[CONSIGNES]
1. Selon l'extrait sur l'enregistrement de Marie Van Rhijn, vers quoi se tournent les choix posés par cet enregistrement ?
2. Écrivez la suite de l'extrait sur l'enregistrement de Marie Van Rhijn, à partir de sa dernière phrase.

[EXTRAIT CHOISI]
Face à un nouvel enregistrement d’œuvres qui figurent au panthéon des plus célèbres du répertoire religieux de leur époque, on peut – à juste titre – se demander ce qui restait à faire. Pourquoi continuer d’aborder au disque des pièces qui ont déjà fait l’objet de captations de très grande qualité ? Est-il encore possible d’innover ? Et, s’il est encore possible d’innover, comment ? Alors qu’intuitivement l’innovation suggère une fuite vers le futur, l’enregistrement proposé par Marie Van Rhijn pose des choix qui, au contraire, se tournent vers le passé et, pourtant, permettent d’offrir un disque qui se démarque notablement.

Entrées issues d'une collection:
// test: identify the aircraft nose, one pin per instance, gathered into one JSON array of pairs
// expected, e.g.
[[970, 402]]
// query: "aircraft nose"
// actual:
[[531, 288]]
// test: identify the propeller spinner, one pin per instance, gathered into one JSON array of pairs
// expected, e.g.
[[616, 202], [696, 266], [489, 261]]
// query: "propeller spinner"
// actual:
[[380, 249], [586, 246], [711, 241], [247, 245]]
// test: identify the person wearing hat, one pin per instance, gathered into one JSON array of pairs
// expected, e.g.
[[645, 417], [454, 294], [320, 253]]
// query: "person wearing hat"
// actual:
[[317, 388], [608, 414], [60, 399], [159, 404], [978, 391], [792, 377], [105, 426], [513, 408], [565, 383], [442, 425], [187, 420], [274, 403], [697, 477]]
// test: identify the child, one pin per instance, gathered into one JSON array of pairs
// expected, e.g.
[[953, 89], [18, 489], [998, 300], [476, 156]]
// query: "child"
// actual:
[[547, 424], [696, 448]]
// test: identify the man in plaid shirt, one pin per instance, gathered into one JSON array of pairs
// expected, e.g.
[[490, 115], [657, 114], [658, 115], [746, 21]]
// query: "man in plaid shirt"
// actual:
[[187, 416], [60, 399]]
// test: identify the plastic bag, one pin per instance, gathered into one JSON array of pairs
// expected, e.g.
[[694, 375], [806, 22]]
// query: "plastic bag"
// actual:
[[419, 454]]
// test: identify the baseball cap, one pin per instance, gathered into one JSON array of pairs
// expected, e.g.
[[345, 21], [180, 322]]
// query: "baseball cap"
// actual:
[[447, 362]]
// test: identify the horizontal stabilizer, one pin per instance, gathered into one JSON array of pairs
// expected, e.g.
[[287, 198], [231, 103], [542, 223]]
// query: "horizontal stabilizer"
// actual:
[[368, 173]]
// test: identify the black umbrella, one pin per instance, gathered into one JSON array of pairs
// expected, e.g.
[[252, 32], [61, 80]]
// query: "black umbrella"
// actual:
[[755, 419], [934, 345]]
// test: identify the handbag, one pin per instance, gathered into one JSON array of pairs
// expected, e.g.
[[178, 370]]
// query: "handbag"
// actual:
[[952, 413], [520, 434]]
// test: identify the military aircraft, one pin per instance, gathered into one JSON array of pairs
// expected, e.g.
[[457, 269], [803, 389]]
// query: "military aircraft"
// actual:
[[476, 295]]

[RÉSULTATS DANS L'ORDRE]
1. Vers le passé.

2.
C’est en effet avec le Stabat Mater de Pergolèse que les parisiens découvrent la musique italienne et les castrats. Or, si l’enregistrement mobilise bien un soprano et un alto, ce sont deux hommes qui assument ces voix. Alors que les enregistrements avec soprano femme et contre-ténor sont nombreux, il est rare (et, à notre connaissance, peut-être même exceptionnel – la version proposée par René Jacobs et Sebastian Hennig offre un duo remarquable mais à certains égards surprenant entre la haute-contre et un garçon alors âgé d’une quinzaine d’années) que les deux voix soient tenues par des hommes vocalement mûrs. Ainsi, Marie Van Rhijn a eu à cœur de proposer une interprétation conforme à ce qui a pu être exécuté en France au 18e siècle où – c’est bien connu – les femmes étaient exclues du chant durant le offices. Et elle y réussit magnifiquement.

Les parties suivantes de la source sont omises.